#### Dataset content

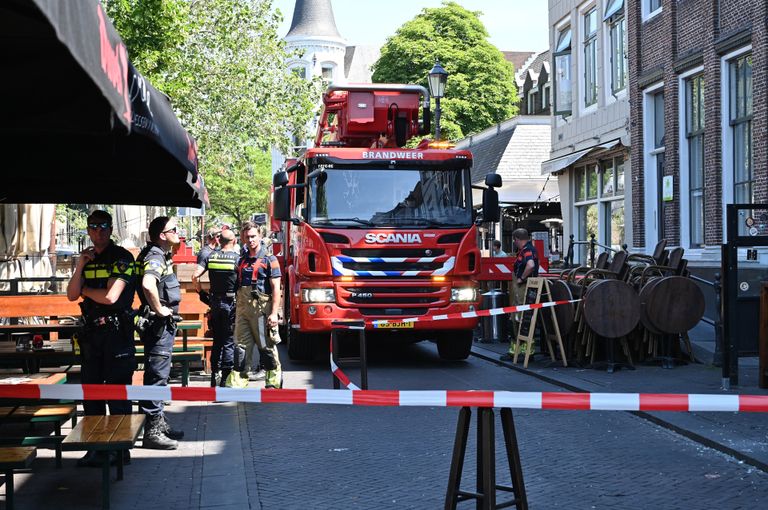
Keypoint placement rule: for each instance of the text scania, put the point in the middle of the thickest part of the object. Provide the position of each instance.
(392, 238)
(393, 155)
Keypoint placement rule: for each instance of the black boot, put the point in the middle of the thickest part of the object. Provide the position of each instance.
(166, 429)
(154, 437)
(224, 376)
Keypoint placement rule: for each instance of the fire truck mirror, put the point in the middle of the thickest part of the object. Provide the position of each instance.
(493, 180)
(280, 179)
(282, 204)
(490, 205)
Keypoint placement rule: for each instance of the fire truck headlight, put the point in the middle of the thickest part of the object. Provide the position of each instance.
(463, 294)
(318, 296)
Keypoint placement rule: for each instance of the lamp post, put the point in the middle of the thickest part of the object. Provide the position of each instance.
(437, 79)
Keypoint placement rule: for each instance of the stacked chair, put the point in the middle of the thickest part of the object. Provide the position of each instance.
(643, 302)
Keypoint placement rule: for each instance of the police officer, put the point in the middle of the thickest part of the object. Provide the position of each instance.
(160, 291)
(258, 298)
(104, 278)
(211, 245)
(222, 270)
(526, 266)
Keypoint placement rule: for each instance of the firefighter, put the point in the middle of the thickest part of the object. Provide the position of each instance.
(222, 272)
(526, 266)
(104, 278)
(160, 295)
(258, 302)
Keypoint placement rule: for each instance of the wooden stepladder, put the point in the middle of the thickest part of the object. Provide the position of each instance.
(537, 290)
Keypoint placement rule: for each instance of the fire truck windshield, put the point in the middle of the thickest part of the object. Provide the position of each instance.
(361, 197)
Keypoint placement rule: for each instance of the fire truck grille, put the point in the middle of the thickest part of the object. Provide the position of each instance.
(386, 312)
(393, 266)
(394, 252)
(380, 297)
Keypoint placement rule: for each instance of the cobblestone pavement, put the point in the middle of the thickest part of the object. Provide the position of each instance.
(279, 456)
(341, 457)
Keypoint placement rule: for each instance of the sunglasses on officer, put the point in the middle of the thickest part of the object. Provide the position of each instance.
(103, 225)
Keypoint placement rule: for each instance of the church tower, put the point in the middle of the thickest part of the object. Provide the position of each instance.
(322, 49)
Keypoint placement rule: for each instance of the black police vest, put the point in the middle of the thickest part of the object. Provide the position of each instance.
(113, 262)
(222, 272)
(168, 286)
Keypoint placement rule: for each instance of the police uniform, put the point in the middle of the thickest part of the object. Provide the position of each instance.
(158, 337)
(108, 350)
(204, 254)
(254, 304)
(518, 289)
(222, 273)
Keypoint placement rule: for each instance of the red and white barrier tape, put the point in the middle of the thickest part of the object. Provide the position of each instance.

########

(What you need to do): Transcribe the complete set of entries verbatim. No pictures belong in the copy.

(Response):
Keypoint placement rule: for each instance of the text scania, put the point in the middle of the thickest part of the object. Provide the position of each instance.
(392, 238)
(393, 155)
Keypoint placement rule: for each instance of the black boot, put the point in the middle of the thickest part of the object. Provide the position of each instance.
(166, 429)
(154, 437)
(224, 376)
Keypoint placement rule: for each instance of the fire truck mirror, put the point in the middle of the thickest part of the object. Provide the position of each instance.
(493, 180)
(280, 179)
(282, 204)
(490, 205)
Keypoint placement rule: for each instance of the fire truck headlight, put the point in the middle of the thickest part of the object. Provide the position of each instance.
(463, 294)
(318, 296)
Keypoint placement rule: for each instance of the lamp post, put the point in the middle of the thickest part of the object. Provide the position of each instance.
(437, 79)
Keypoint placement rule: for each instance of the stacked chair, put the point in the middle of the thickest part of the object. Provide the position of each instance.
(643, 302)
Keypoint placement rule: for each instance of the police officer, put the point in the middle of the thickest part of the object. Provide the position of each instance.
(160, 291)
(258, 298)
(104, 278)
(211, 245)
(222, 270)
(526, 266)
Keypoint placement rule: for each instance of the firefighter, put the point in the middle of the thickest part of the object. Provide the position of each instance.
(222, 272)
(526, 266)
(104, 278)
(160, 295)
(258, 302)
Keypoint placement rule: for each instance of the wooden stepladder, put the point in the middle of the thickest part of the object. Provide the position of each instance.
(537, 290)
Keypoint placement rule: for each instance of the fire truck windshield, put the point in the middle of the thickest part of the object. Provide the position of each instance.
(361, 197)
Keypoint placement rule: for each instance of the fire truck grille, put the point in the middle of the thickest part of the object. Provide the position of each instance.
(386, 312)
(393, 266)
(394, 252)
(380, 297)
Keypoint placement rule: for each instance of the cobblestone pavement, put the point in the middle of the thickest part of the object. Provide the position of each instance.
(279, 456)
(341, 457)
Keypoint placement rule: for each instance of the sunglasses on officer, put the point in the middle of the thickest part of the object. Provide the position of each instance.
(103, 225)
Keypoint placement rule: for each instance of the church tower, put the point in the middle of the thickest part of the object. Provide the position of each instance.
(322, 49)
Keypoint placement rule: for each instance of the black police vest, put the point in the middle of the thickest part of the object. Provide the position of each instance.
(113, 262)
(222, 272)
(168, 286)
Keypoint placement rule: for each instance of the police uniform, put the point in the middle of the thickest part of the object. Provide the position of each instance.
(158, 337)
(108, 350)
(204, 254)
(254, 304)
(518, 289)
(222, 273)
Keypoint placement rule: for each instance of the red and white barrier tape, put the point in the middle of the thickest part of the object. Provide the position of each instance.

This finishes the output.